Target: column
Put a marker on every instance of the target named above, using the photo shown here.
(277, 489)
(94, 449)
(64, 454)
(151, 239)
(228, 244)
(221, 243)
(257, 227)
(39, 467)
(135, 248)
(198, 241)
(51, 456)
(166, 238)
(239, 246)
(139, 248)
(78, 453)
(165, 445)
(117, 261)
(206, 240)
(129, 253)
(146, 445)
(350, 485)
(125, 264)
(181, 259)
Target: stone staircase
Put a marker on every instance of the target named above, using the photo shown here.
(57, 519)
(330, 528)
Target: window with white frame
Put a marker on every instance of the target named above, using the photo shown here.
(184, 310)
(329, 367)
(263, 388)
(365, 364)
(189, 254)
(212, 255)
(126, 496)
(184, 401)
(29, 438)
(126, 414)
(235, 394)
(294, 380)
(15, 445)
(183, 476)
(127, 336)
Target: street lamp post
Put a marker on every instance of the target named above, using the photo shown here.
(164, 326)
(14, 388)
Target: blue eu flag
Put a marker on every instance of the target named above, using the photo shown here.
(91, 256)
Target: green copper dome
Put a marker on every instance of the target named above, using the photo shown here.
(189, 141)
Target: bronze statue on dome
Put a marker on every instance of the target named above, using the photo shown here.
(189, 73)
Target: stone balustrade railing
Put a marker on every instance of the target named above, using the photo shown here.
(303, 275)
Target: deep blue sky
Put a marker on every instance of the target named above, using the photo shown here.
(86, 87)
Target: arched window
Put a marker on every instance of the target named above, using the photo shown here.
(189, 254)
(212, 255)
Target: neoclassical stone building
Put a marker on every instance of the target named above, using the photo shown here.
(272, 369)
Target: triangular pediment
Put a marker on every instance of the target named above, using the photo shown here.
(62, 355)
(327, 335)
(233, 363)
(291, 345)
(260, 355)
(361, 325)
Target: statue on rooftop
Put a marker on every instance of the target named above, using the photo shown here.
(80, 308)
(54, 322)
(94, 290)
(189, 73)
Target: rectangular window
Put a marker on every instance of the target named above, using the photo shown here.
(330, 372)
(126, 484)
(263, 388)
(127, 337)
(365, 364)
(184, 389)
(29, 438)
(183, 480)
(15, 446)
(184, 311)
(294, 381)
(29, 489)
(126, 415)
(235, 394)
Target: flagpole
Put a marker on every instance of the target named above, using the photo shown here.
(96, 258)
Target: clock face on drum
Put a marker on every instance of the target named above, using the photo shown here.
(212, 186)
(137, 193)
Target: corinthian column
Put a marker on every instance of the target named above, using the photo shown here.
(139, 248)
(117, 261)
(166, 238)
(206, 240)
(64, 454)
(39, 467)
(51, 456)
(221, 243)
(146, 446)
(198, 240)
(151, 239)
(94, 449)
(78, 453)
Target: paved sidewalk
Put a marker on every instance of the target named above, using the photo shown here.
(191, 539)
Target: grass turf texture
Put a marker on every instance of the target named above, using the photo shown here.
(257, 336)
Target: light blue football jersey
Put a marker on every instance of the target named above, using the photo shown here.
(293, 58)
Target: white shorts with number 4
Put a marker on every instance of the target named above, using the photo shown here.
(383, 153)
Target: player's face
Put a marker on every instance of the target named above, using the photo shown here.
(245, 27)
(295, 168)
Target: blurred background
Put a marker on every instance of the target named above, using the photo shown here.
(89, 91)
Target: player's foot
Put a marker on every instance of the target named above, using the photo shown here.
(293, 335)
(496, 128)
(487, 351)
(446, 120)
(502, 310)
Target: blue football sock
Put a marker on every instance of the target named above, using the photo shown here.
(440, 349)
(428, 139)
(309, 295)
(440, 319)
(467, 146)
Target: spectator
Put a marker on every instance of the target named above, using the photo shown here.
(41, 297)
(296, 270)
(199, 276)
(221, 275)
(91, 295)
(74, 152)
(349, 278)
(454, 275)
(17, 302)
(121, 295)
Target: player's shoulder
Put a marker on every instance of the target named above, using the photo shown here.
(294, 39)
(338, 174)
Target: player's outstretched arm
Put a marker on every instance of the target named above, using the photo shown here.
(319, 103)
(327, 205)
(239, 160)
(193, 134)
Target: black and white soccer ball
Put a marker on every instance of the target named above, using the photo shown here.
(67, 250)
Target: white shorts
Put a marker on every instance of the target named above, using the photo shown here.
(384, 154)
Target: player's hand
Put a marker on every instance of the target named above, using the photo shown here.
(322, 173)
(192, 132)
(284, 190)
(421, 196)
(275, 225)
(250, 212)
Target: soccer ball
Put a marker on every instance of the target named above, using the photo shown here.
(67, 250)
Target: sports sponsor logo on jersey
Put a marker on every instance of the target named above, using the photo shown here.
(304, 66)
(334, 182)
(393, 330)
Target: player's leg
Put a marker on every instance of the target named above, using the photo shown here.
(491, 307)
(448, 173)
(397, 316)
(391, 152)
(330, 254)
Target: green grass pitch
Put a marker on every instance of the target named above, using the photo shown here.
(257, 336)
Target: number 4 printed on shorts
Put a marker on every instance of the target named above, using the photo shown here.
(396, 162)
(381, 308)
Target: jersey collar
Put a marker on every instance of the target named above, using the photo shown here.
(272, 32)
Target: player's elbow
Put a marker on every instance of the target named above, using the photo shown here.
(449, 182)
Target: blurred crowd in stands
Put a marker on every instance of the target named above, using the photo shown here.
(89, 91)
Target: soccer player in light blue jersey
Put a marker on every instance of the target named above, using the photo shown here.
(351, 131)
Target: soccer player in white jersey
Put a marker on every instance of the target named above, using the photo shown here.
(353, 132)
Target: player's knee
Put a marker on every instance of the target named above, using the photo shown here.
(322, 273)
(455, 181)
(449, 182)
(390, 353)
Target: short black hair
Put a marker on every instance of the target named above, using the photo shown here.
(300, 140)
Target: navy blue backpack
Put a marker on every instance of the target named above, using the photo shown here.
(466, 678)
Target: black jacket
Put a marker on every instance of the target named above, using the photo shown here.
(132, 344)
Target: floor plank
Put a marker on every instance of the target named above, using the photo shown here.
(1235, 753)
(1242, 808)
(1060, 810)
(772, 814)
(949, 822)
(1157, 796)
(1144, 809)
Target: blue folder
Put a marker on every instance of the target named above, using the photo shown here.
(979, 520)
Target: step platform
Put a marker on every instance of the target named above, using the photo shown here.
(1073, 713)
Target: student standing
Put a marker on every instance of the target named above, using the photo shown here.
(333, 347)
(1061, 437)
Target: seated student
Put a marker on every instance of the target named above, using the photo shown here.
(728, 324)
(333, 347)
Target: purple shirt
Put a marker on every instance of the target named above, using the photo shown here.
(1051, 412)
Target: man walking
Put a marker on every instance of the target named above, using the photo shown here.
....
PROBLEM -
Repeat, without change, each line of the data above from the one that contains "Target: player's knee" through the final line, counting both.

WORKED SOLUTION -
Target: player's knee
Put a marker on every instance of the target named above, using the photo shown here.
(322, 273)
(455, 181)
(449, 182)
(390, 353)
Target: short black hair
Put a marker on every instance of the target named above, using the photo shown here.
(300, 140)
Target: navy blue backpack
Put a marker on every instance of the target named above, using the photo shown here.
(466, 678)
Target: black jacket
Put a marker on every instance of the target named above, using the photo shown here.
(132, 344)
Target: floor plank
Put a marker on every instance of the target named above, using the photo shown here.
(1235, 753)
(1242, 808)
(1060, 810)
(772, 814)
(949, 822)
(1157, 796)
(1144, 809)
Target: blue folder
Put a marker on every instance of the target named above, using the photo shown here.
(979, 520)
Target: step platform
Put a marker on every instance of the target named above, using the photo shown here.
(1073, 713)
Target: student standing
Put a marker on every instance of the target named above, using the photo shown here.
(333, 347)
(1061, 437)
Target: seated student
Put a marker on every instance of the target named above, using the photo shown here.
(728, 324)
(333, 347)
Target: purple shirt
Put a marker on every instance of the target named above, using the photo shown here.
(1051, 412)
Target: man walking
Put a marker on every instance of the target named above, using the photo shown here.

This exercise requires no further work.